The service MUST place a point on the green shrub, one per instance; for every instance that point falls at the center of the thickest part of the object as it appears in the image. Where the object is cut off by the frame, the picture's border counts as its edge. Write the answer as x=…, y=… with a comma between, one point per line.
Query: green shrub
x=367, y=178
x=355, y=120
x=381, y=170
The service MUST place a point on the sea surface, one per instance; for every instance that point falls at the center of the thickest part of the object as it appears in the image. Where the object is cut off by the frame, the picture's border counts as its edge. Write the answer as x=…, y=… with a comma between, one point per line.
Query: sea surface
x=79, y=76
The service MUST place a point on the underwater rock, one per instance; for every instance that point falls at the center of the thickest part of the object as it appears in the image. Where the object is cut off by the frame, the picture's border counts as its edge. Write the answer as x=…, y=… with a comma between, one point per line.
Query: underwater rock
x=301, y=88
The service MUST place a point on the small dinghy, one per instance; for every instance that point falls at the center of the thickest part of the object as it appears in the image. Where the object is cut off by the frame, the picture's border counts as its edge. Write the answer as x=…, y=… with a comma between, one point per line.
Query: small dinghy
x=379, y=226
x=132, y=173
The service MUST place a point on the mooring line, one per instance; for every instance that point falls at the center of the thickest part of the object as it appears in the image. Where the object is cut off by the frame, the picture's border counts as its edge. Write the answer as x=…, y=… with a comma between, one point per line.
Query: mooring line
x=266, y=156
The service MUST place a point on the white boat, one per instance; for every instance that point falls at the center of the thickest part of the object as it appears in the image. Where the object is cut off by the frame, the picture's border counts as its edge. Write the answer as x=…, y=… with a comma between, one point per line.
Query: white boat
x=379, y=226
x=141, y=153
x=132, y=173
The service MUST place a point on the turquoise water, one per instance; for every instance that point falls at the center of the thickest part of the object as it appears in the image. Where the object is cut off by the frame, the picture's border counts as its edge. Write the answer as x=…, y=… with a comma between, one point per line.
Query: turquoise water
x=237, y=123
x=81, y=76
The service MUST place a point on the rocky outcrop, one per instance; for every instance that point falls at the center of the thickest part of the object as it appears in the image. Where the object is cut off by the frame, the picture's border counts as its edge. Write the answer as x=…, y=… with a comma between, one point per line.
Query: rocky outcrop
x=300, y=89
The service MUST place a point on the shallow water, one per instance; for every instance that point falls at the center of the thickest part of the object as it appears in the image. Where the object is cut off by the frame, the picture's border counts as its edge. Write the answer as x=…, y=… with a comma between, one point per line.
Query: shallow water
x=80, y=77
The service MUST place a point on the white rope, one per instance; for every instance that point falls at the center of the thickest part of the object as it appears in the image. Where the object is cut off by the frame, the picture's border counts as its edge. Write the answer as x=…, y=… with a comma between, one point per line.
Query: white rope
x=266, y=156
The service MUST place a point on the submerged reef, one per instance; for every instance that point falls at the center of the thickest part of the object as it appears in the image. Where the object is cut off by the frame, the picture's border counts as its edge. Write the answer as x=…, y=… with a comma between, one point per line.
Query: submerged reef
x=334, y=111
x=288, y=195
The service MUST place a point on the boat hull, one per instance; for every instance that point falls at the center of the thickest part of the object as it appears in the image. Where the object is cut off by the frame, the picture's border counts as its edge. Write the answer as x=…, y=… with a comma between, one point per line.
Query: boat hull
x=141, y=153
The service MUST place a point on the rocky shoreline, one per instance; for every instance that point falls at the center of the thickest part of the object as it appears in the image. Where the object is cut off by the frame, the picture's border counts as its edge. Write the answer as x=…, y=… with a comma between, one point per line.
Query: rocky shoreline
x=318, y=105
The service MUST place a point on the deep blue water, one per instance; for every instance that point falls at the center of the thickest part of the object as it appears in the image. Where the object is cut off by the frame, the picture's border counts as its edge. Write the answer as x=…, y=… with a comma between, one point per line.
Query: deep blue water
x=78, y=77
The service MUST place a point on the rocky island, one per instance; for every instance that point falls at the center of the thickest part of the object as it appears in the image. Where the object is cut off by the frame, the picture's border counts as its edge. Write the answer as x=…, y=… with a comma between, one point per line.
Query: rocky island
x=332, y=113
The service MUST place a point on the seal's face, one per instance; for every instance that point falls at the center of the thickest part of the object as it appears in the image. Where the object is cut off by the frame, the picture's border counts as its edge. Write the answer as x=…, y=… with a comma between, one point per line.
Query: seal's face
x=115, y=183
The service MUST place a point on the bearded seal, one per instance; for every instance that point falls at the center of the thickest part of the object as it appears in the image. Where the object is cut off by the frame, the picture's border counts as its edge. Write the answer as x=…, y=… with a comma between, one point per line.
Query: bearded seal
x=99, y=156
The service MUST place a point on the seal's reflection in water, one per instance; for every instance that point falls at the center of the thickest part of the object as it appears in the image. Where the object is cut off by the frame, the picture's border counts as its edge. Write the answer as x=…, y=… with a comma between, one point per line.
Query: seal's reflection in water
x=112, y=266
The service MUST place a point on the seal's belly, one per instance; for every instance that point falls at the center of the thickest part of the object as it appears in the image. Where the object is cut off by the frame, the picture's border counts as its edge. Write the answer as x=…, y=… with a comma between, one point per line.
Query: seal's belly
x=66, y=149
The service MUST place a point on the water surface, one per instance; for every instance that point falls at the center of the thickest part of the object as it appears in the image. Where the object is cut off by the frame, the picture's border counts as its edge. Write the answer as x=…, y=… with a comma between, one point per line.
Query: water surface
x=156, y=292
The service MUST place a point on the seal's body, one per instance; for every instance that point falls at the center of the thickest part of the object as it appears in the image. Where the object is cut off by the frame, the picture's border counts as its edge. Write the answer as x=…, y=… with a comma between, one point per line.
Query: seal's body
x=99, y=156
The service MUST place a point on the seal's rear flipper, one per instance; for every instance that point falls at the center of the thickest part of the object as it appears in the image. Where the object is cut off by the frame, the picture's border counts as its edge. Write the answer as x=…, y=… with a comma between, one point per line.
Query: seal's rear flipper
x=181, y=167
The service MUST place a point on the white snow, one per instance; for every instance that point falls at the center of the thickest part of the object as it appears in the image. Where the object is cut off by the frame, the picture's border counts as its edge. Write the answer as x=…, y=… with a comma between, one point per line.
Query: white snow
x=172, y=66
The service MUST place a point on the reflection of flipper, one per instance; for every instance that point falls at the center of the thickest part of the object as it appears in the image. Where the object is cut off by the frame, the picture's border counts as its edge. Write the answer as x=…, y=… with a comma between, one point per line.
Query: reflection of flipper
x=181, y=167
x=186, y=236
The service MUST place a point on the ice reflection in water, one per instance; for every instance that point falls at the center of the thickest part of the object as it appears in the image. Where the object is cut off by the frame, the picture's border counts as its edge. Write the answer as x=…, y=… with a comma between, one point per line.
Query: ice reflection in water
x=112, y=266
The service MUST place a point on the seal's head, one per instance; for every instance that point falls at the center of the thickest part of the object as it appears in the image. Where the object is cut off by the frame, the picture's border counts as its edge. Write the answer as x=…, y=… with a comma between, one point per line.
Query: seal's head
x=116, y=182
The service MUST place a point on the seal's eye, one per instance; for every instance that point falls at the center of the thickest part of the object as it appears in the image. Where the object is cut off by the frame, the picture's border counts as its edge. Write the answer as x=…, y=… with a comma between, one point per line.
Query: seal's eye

************

• _Work to complete_
Among the records above, a stretch begins at the line containing "The service MUST place a point on the small" and ends at the line containing "The service MUST place a point on the mooring". Restate that stretch word for word, and nothing else.

• _Response area_
The service MUST place a point on the small dinghy, one per instance; for every instance that point falls at the center of the thickest part of the object as it appears in the image. Where the object is cut off by the frame, the picture's border counts as its edge. Write the answer as x=…, y=… with a comma between, one point per line.
Query: small dinghy
x=379, y=226
x=132, y=173
The service MUST place a point on the mooring line, one per instance; for every instance that point falls at the center of the thickest part of the object as it appears in the image. Where the object is cut off by the frame, the picture's border counts as its edge. Write the answer as x=…, y=… with a comma between, one point per line.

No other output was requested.